# Passage given
>>>>>

Pictures of the funeral courtesy of the Guernsey Press

Guernsey Press "Lives Remembered" 18/06/2014

"À la perchoine" is Guernsey French for "Until we meet again"
Jerbourg Point memorial to Richard and Ceri






Click to enlarge the photos on this section





La Grande Mare Golf Club Tour to Lake Como in Italy in 2004




Thanks to John Barker for the photos



Thanks to you all for your kind words many of which are below






Hi Charlie,

Margaret and I were deeply shocked to hear of the passing of Richard, who was a dear friend of ours over a 45 yr period. We really appreciate your effort to contact us. Our thoughts and our prayers are with you and your sister at this difficult time, especially on Tuesday.We were blessed to know Richard and have many great memories especially when we visited Guernsey after moving to Australia and when he ventured down to see us in Aus.  Richard  was very quick-witted and intuitive although waving his Union-Jack T-shirt in front of the members bar at the WACA cricket ground at the end of a Aus V England one day match,was entertaining but not a wise move as the beer cans rained down on us!

He was such a generous and welcoming friend whenever we visited Guernsey ...we will sadly miss him,
 
Kind Regards,
Matthew and Margaret
Karnup, Western Austrailia
Hello everyone,
On behalf of Richard's Aunty Mona and cousins Di and husband Steve, To and husband Chris, Stephen and wife Trini and Andrew we would like to say how devastated we were to hear about Richard's passing. He was way too young and will be very much missed by us all. Our families spent many summer holidays together in Guernsey as we were growing up-I remember the house in Jerbourg and lots of time at Cobo where our great aunts lived.

When we moved to New Zealand in 1968 we kept in touch by letter but it wasn't until I returned to the UK in 1976 that I renewed my friendship with Richard-we had lots of visits to his flat in Camberwell when he was doing his articles in London-he even helped Stephen and I buy our first house! I went back to live in New Zealand in 1985 and I remember well a rugby trip that Charlie and Richard made to NZ when they managed to catch up with us all!! The last time I saw Charlie, Richard and Janey was back in 1995 when I made a trip to Guernsey specifically to see them. Time passed along and I maintained contact with Richard through the years, the ups and the downs, and was so pleased that things seemed to be working out for him. This is such a cruel blow to all of you left behind. I will remember him as that fun-loving, rugby- mad cousin who should have had many more happy years in front of him.

<<<<<

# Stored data
>>>>>

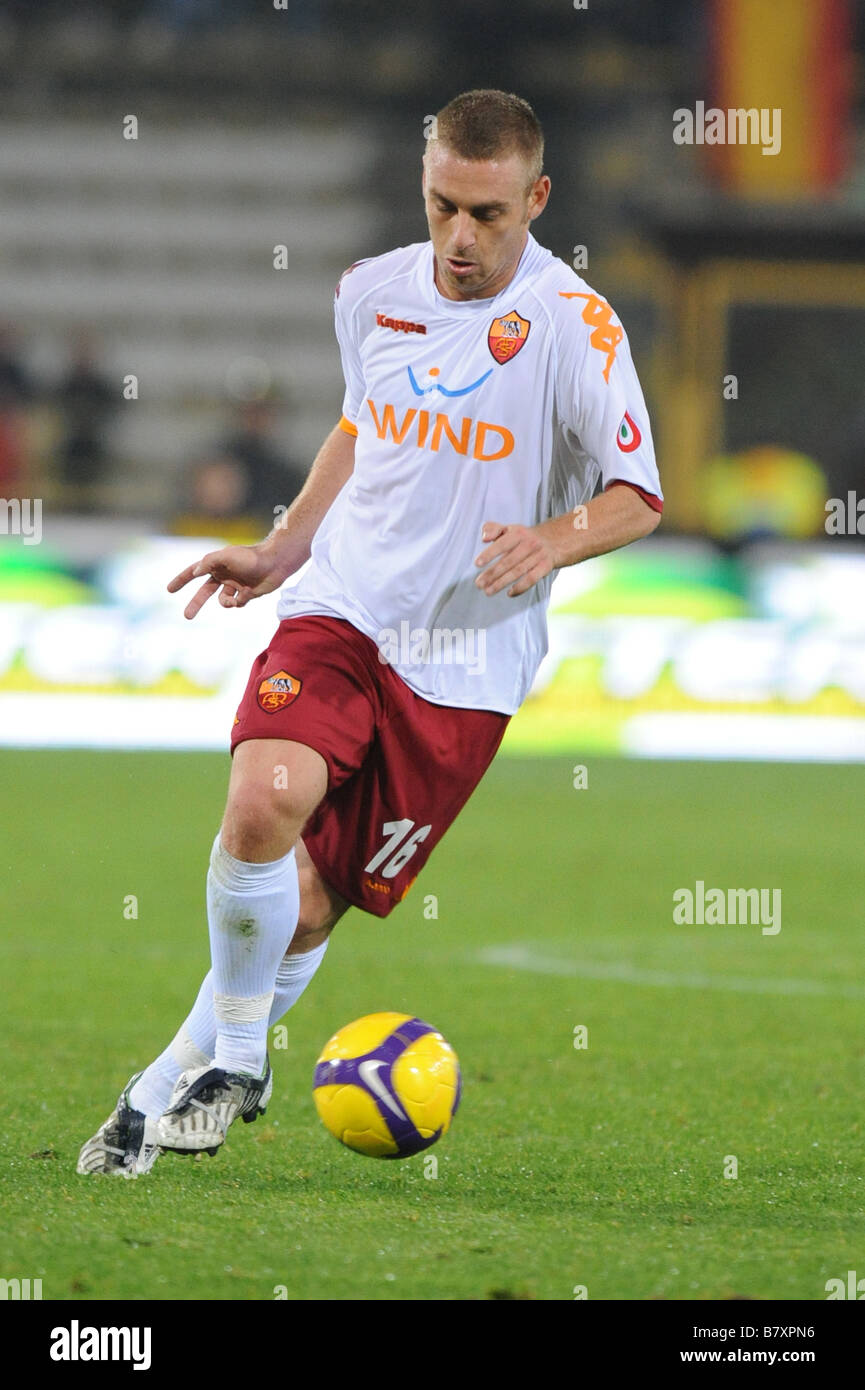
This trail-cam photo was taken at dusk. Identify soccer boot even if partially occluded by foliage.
[75,1072,159,1177]
[156,1059,274,1154]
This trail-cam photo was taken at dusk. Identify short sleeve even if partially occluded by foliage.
[334,265,364,425]
[556,292,663,512]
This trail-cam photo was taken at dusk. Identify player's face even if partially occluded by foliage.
[423,140,549,299]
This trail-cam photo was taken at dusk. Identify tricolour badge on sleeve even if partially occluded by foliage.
[487,309,531,366]
[616,410,642,453]
[259,671,303,714]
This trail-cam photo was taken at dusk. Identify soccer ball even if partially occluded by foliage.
[313,1013,460,1158]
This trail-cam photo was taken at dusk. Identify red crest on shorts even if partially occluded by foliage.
[487,309,531,366]
[259,671,303,714]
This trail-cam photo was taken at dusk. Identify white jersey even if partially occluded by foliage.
[278,235,662,714]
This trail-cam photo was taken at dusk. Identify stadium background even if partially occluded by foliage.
[0,0,865,1297]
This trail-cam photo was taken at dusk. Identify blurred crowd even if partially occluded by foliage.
[0,324,305,534]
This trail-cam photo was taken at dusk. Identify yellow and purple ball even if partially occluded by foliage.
[313,1013,460,1158]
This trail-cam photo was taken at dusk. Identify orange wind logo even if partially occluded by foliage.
[367,400,513,463]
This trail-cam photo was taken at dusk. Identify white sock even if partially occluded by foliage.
[129,941,327,1119]
[129,970,216,1119]
[270,937,330,1023]
[207,835,300,1076]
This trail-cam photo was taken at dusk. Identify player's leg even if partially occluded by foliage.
[78,840,349,1177]
[78,739,337,1176]
[129,840,349,1119]
[157,738,335,1154]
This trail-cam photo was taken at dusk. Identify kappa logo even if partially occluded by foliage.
[259,671,303,714]
[559,289,624,385]
[375,314,427,334]
[487,309,531,367]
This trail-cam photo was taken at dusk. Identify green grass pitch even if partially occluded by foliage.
[0,752,865,1300]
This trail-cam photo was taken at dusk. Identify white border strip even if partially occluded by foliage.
[476,945,865,999]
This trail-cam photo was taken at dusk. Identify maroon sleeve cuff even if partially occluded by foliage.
[604,478,663,512]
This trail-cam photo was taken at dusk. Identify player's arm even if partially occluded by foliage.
[474,485,661,598]
[168,425,355,617]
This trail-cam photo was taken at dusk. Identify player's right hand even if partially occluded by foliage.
[168,545,285,619]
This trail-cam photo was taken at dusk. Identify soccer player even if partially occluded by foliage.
[78,90,662,1177]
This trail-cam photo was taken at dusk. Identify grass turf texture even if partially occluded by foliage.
[0,752,865,1300]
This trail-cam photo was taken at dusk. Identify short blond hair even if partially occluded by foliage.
[433,88,544,183]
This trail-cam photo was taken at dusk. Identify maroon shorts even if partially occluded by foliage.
[231,614,509,917]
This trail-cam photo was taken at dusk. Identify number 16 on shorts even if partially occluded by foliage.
[364,819,433,878]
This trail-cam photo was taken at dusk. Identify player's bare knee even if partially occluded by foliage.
[285,861,349,955]
[223,783,309,863]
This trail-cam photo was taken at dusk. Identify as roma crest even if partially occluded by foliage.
[487,309,531,366]
[259,671,303,714]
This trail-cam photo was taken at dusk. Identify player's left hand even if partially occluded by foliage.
[474,521,559,599]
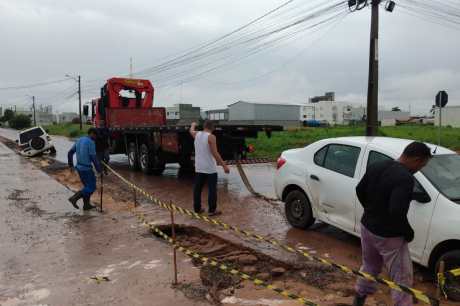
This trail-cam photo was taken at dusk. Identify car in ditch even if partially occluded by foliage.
[16,126,56,157]
[274,137,460,300]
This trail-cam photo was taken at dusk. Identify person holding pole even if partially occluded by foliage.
[353,142,432,306]
[67,128,102,210]
[190,120,230,216]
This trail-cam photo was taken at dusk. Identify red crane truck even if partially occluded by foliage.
[84,78,282,175]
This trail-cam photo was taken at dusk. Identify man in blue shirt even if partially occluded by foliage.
[67,128,102,210]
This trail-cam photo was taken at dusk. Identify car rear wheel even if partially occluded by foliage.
[128,142,139,171]
[436,250,460,302]
[30,137,46,151]
[284,190,315,229]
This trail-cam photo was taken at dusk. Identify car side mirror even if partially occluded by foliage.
[412,191,431,204]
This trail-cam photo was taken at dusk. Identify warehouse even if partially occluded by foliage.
[434,105,460,127]
[228,101,300,128]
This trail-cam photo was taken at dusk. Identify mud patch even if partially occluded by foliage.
[173,283,208,301]
[154,225,353,300]
[7,189,30,202]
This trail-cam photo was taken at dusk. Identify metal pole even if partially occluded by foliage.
[438,102,442,146]
[32,96,37,126]
[170,203,177,285]
[366,0,380,136]
[101,172,104,212]
[78,76,83,131]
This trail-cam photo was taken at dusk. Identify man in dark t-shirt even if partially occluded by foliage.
[353,142,432,306]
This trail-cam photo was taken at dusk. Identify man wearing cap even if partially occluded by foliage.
[67,128,102,210]
[353,142,432,306]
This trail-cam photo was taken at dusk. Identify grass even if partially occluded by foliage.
[43,123,90,138]
[247,125,460,159]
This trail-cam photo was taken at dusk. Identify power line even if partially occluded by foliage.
[0,78,69,90]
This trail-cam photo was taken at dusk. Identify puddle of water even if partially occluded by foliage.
[128,260,142,270]
[144,259,161,270]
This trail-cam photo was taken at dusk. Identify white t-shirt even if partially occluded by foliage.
[194,132,217,174]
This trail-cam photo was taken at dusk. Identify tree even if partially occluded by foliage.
[8,114,32,130]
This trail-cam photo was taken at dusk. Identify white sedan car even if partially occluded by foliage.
[275,137,460,292]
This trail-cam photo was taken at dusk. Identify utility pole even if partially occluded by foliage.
[32,96,37,126]
[366,0,380,136]
[78,75,83,131]
[129,57,133,79]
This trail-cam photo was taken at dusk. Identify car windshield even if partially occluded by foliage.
[422,154,460,202]
[19,128,43,143]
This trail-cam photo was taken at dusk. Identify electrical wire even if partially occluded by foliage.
[0,78,69,90]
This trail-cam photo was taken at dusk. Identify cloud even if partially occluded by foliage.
[0,0,460,112]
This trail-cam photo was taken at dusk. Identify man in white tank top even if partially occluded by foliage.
[190,121,230,216]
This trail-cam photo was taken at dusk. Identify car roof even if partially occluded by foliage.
[328,136,455,156]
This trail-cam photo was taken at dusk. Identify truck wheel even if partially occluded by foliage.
[50,147,57,155]
[139,143,153,174]
[128,142,139,171]
[285,190,315,229]
[152,163,166,176]
[436,250,460,302]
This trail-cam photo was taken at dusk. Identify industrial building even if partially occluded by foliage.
[351,106,411,126]
[300,101,354,125]
[56,112,80,123]
[166,103,201,125]
[204,109,228,122]
[434,105,460,127]
[228,101,300,128]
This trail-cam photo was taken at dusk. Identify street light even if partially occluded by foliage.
[65,74,83,130]
[26,95,37,126]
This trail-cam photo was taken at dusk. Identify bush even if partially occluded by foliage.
[1,109,14,122]
[8,115,32,130]
[69,130,80,137]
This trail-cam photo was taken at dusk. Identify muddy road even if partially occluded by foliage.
[0,129,450,305]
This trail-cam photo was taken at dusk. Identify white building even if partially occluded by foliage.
[300,101,354,125]
[56,112,80,123]
[434,105,460,127]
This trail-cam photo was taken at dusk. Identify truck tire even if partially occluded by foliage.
[436,250,460,302]
[50,147,57,155]
[139,143,154,174]
[127,142,139,171]
[284,190,315,229]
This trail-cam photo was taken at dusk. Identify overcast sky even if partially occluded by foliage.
[0,0,460,114]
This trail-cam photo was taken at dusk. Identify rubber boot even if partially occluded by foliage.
[69,191,83,209]
[353,295,366,306]
[83,196,96,210]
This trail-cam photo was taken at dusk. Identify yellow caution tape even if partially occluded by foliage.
[134,212,318,306]
[104,163,439,306]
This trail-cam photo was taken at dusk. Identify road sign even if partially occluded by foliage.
[436,90,449,107]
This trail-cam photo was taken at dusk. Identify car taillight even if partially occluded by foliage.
[276,157,286,170]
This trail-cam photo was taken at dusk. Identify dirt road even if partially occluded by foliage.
[0,130,448,305]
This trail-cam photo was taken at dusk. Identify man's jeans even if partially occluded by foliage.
[78,170,96,197]
[356,224,413,306]
[193,173,217,213]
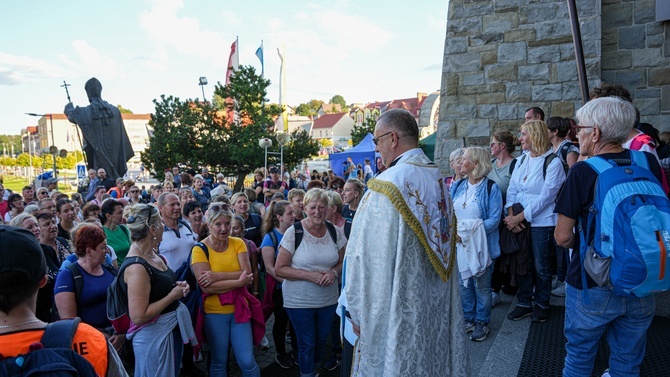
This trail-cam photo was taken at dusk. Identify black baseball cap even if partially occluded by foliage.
[0,225,47,284]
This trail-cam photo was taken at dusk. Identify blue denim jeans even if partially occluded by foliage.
[563,284,656,377]
[284,305,337,377]
[516,226,554,309]
[458,263,494,325]
[205,313,261,377]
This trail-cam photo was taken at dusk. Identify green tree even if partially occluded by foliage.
[142,66,318,191]
[295,99,325,116]
[351,117,377,145]
[116,105,133,114]
[329,94,349,112]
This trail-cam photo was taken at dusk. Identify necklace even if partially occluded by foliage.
[463,181,481,209]
[134,242,154,257]
[0,319,40,329]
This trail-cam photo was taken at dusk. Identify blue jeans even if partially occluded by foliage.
[516,226,554,309]
[563,284,656,377]
[284,304,337,377]
[205,313,261,377]
[458,263,494,325]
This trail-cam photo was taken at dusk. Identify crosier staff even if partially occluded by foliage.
[61,80,88,169]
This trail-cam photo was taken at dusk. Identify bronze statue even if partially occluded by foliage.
[64,77,135,180]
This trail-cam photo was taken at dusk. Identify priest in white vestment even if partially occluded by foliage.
[343,109,470,377]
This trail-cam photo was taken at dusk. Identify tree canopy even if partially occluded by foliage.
[351,116,377,145]
[142,66,318,191]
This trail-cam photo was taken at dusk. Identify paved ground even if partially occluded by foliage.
[184,292,670,377]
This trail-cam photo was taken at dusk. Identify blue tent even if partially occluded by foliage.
[328,133,379,177]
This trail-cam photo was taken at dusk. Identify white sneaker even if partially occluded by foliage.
[551,281,565,297]
[491,292,500,307]
[260,336,270,350]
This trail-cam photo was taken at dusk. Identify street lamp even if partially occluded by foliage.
[26,131,33,182]
[198,76,207,102]
[25,113,58,178]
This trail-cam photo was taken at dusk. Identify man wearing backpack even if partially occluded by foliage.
[0,225,128,377]
[554,97,667,377]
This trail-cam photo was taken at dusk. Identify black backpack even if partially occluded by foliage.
[51,263,116,321]
[294,220,337,250]
[0,318,98,377]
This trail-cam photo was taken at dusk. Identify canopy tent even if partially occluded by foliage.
[328,133,379,177]
[419,132,437,161]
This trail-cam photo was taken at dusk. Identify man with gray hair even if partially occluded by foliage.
[554,97,661,377]
[339,109,469,377]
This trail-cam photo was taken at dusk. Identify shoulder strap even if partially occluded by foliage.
[268,229,279,251]
[542,153,556,179]
[40,317,81,349]
[630,150,649,170]
[119,224,130,239]
[509,158,516,175]
[193,242,209,260]
[177,219,193,233]
[293,221,303,252]
[326,220,337,245]
[455,178,467,190]
[66,263,84,302]
[486,178,495,196]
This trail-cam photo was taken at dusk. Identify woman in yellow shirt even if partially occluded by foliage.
[191,204,260,376]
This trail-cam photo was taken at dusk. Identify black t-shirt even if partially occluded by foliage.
[554,149,662,289]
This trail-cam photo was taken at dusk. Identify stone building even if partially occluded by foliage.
[435,0,670,169]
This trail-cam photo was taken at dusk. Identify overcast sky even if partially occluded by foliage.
[0,0,448,134]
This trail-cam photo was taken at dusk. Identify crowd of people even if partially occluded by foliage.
[0,86,668,376]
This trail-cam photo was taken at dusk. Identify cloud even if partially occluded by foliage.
[63,39,121,78]
[0,52,63,86]
[139,0,228,65]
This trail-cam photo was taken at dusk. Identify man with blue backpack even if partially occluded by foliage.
[554,97,670,377]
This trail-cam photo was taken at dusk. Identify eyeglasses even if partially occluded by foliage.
[126,204,153,226]
[209,203,230,213]
[372,131,393,145]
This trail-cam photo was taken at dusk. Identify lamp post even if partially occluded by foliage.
[198,76,207,102]
[26,113,58,178]
[26,131,33,182]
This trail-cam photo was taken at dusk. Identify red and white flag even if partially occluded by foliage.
[226,38,240,85]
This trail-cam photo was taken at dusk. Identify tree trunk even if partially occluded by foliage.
[233,173,247,192]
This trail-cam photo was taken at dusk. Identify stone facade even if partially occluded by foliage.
[435,0,670,173]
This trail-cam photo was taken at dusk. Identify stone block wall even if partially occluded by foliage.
[435,0,670,173]
[601,0,670,127]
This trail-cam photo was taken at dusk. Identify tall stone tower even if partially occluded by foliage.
[435,0,670,172]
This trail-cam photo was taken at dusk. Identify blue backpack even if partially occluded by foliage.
[0,318,98,377]
[580,151,670,297]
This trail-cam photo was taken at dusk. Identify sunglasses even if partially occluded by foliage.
[126,204,153,226]
[209,203,230,213]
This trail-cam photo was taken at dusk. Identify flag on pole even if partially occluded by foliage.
[256,39,265,78]
[226,38,240,85]
[277,44,288,133]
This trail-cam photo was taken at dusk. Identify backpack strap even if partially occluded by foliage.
[293,221,304,252]
[191,241,209,261]
[509,158,516,175]
[268,229,279,252]
[40,317,81,349]
[66,263,84,306]
[542,153,556,179]
[326,220,337,245]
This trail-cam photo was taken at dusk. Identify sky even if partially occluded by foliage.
[0,0,448,134]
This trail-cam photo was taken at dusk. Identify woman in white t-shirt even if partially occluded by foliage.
[504,120,565,323]
[275,188,347,376]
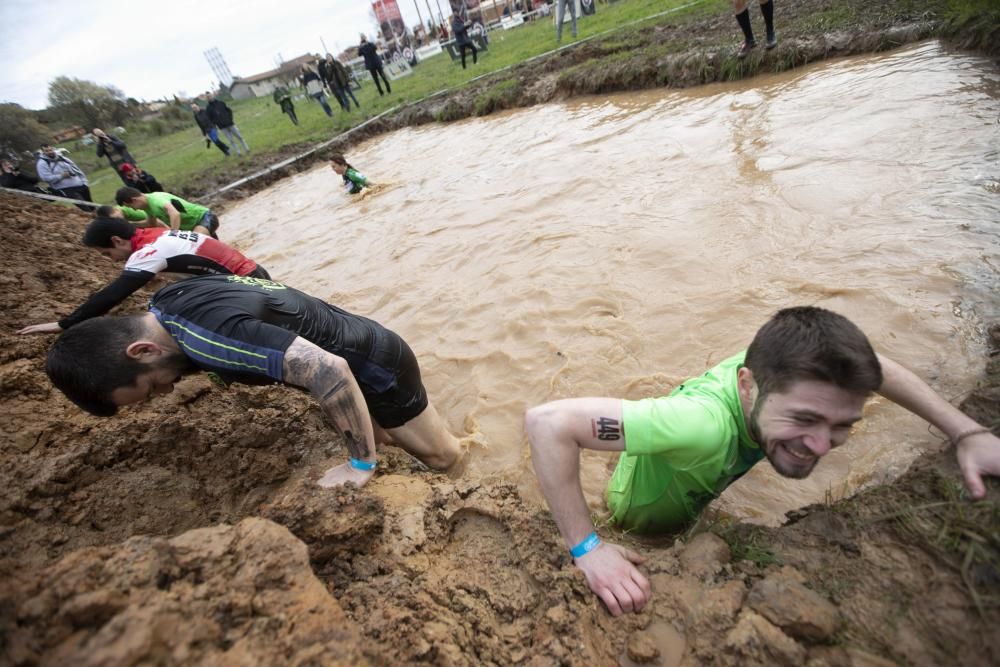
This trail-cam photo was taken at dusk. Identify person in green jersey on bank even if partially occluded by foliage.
[330,154,372,195]
[525,307,1000,616]
[115,187,219,239]
[94,204,169,227]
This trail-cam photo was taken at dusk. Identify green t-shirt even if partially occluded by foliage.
[344,167,368,195]
[607,351,764,533]
[146,192,208,231]
[118,206,149,222]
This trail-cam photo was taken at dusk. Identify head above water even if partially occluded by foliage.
[330,153,354,174]
[115,185,145,208]
[745,306,882,396]
[45,313,190,417]
[737,306,882,478]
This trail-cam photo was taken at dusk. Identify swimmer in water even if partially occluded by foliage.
[330,153,372,195]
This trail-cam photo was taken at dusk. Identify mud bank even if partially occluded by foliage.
[0,195,1000,666]
[189,0,1000,202]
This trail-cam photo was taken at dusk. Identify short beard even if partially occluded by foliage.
[747,396,818,479]
[156,352,198,375]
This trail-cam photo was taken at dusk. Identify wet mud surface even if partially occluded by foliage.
[0,195,1000,666]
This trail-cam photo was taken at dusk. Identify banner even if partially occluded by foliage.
[372,0,403,25]
[372,0,406,44]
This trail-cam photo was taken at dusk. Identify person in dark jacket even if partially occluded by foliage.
[191,102,229,157]
[299,63,333,117]
[326,54,361,111]
[0,160,45,193]
[35,144,94,206]
[92,127,135,180]
[319,53,357,111]
[271,86,299,125]
[120,164,163,194]
[451,14,478,69]
[205,96,250,155]
[358,35,392,95]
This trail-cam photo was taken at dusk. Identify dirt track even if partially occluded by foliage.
[0,190,1000,665]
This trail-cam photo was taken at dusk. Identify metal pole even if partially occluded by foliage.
[413,0,427,34]
[424,0,436,27]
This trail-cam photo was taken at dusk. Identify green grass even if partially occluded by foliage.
[48,0,731,203]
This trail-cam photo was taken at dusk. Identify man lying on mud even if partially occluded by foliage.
[18,217,271,334]
[525,307,1000,616]
[45,276,460,487]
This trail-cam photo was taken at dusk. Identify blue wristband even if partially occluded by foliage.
[569,531,601,558]
[351,459,375,470]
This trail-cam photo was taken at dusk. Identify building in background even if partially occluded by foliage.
[229,53,319,100]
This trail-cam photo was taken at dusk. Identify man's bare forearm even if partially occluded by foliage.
[285,338,375,460]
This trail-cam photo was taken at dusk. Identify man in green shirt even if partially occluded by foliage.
[115,187,219,239]
[94,204,169,227]
[525,307,1000,616]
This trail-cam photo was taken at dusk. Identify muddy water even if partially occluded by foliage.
[222,43,1000,523]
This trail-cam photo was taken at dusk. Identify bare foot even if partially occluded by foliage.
[316,463,375,489]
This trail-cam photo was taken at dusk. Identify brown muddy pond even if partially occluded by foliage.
[222,42,1000,523]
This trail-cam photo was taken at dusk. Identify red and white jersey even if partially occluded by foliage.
[124,227,257,276]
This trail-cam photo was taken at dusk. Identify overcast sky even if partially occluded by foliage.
[0,0,447,109]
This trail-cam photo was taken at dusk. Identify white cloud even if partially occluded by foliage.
[0,0,424,109]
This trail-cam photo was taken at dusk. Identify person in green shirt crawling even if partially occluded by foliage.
[330,154,372,195]
[525,307,1000,616]
[94,204,170,227]
[115,187,219,239]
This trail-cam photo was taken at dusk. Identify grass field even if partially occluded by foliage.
[66,0,1000,203]
[70,0,735,203]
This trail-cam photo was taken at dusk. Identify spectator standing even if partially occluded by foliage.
[191,102,229,157]
[299,63,333,118]
[271,86,299,125]
[358,35,392,96]
[324,53,351,111]
[120,163,163,193]
[0,160,44,192]
[35,144,94,205]
[205,95,250,155]
[92,127,135,180]
[556,0,576,44]
[451,14,478,69]
[327,55,361,111]
[733,0,778,60]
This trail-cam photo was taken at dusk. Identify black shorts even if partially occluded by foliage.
[247,264,271,280]
[339,330,427,428]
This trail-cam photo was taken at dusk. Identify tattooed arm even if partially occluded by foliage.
[524,398,652,616]
[284,338,375,486]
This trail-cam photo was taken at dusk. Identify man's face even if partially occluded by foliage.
[750,380,866,479]
[111,351,194,407]
[97,236,132,262]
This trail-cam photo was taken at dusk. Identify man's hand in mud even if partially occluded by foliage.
[316,463,375,489]
[956,431,1000,500]
[575,542,652,616]
[17,322,62,335]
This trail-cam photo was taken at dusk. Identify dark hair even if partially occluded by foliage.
[45,313,144,417]
[83,218,135,248]
[330,153,354,169]
[115,185,142,206]
[745,306,882,396]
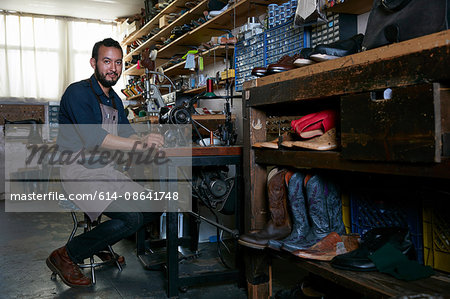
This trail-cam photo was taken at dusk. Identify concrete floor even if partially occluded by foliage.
[0,201,251,299]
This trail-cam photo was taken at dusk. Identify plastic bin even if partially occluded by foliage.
[350,189,423,264]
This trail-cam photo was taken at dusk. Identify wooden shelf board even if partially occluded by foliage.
[121,0,189,46]
[184,79,234,93]
[271,250,450,298]
[124,0,209,61]
[254,149,450,179]
[326,0,373,15]
[153,0,283,65]
[123,64,145,76]
[126,93,144,101]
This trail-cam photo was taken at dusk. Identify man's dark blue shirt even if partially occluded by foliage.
[57,75,135,151]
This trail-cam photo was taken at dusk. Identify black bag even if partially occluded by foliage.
[362,0,450,50]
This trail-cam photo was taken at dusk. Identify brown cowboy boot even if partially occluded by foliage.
[239,168,291,249]
[46,246,92,287]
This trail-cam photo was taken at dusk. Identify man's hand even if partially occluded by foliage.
[141,133,164,147]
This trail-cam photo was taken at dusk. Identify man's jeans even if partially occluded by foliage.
[66,200,161,263]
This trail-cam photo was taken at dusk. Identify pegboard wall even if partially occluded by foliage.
[0,104,45,125]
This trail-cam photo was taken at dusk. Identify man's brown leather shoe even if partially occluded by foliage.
[266,54,300,75]
[46,246,92,287]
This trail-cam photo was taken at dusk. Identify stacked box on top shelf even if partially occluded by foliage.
[310,13,358,48]
[350,188,424,264]
[234,33,265,91]
[265,20,305,65]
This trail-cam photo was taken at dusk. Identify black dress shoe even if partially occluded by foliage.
[311,34,364,59]
[331,227,416,271]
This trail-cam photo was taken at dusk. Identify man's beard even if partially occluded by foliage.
[95,68,120,87]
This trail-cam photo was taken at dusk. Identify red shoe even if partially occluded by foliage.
[291,110,337,139]
[46,246,92,287]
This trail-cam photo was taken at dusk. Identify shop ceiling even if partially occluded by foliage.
[0,0,144,20]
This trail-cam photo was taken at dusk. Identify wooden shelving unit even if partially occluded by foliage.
[123,0,208,61]
[156,0,283,66]
[184,79,234,93]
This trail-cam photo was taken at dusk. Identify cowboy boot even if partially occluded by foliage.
[267,172,309,250]
[282,175,345,252]
[239,168,291,249]
[46,246,92,287]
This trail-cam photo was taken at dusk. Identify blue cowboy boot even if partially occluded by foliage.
[267,172,309,250]
[282,175,345,252]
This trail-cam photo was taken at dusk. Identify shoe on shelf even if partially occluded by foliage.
[209,4,229,17]
[252,67,267,77]
[310,33,364,61]
[96,251,125,266]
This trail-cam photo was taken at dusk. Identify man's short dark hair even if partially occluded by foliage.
[92,37,123,61]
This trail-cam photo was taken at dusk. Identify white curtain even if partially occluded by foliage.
[0,11,120,101]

<<<<<

# Instruction 1
Rewrite the tribute page for Richard between "He was such" and "great aunts lived.", inclusive, putting "kind" in place of "generous".
# Instruction 2
Carry on the tribute page for Richard, picking up after its last sentence.

# Task output 1
He was such a kind and welcoming friend whenever we visited Guernsey ...we will sadly miss him,
 
Kind Regards,
Matthew and Margaret
Karnup, Western Austrailia
Hello everyone,
On behalf of Richard's Aunty Mona and cousins Di and husband Steve, To and husband Chris, Stephen and wife Trini and Andrew we would like to say how devastated we were to hear about Richard's passing. He was way too young and will be very much missed by us all. Our families spent many summer holidays together in Guernsey as we were growing up-I remember the house in Jerbourg and lots of time at Cobo where our great aunts lived.

# Task output 2
Adieu dear Ricardo
With our love
Di and Steve
Auckland, New Zealand
Dear Charlie and Sally
Thank you for letting us know.  I am sure the logistics must be a nightmare, and dealing with it when you are shocked and grieving can only add to the anxiety. We are both deeply saddened by Richard's sudden passing;  both Mark and I have lots of independent fond memories which we feel blessed to be able to chuckle about together.  I am pleased to report that it was Mark, and not me, who has tales of room sharing!  It was Mark who slept on the bathroom floor due to your brother's volcanic snoring ... Happily asleep (finally) with his head under the sink and feet under the loo he was awoken by a memorable sight (I swear he's still having flashbacks!) of 'Oge' standing over him to pee!!! Richard was special to both of us in different ways.  He has certainly taught me more 'life lessons' than I care to admit;  he gave Mark innumerable reasons to chuckle;  and above all he was a man of enormous integrity.  I will miss my slightly irregular, but regular, coffees with him.

Please accept our truly heartfelt and sincere sympathy which we'd like you to pass to Janey too. We've lost touch so we'd like her to know that she is in our thoughts too. Finally I have 2 'requests', one is easy, we'd like to send a card/note to Jacques, where should we send it?  The second is, we would like to send a card or note to Kerry.  Not only must she be in total shock but she must feel pretty isolated too.  She brought Richard so much happiness and he was so clearly besotted that we'd like to offer her our condolences. Sorry to ramble on but I wasn't sure whether to make contact or not and I'm pleased to have had the chance to send you both and Janey our deepest sympathy.
With our love
Shauna and Mark x
Dear Charlie,

I was very saddened to hear about Richard's sudden death.
He was a good friend and we shared many adventures together over the years.

Thanks and my sympathies again.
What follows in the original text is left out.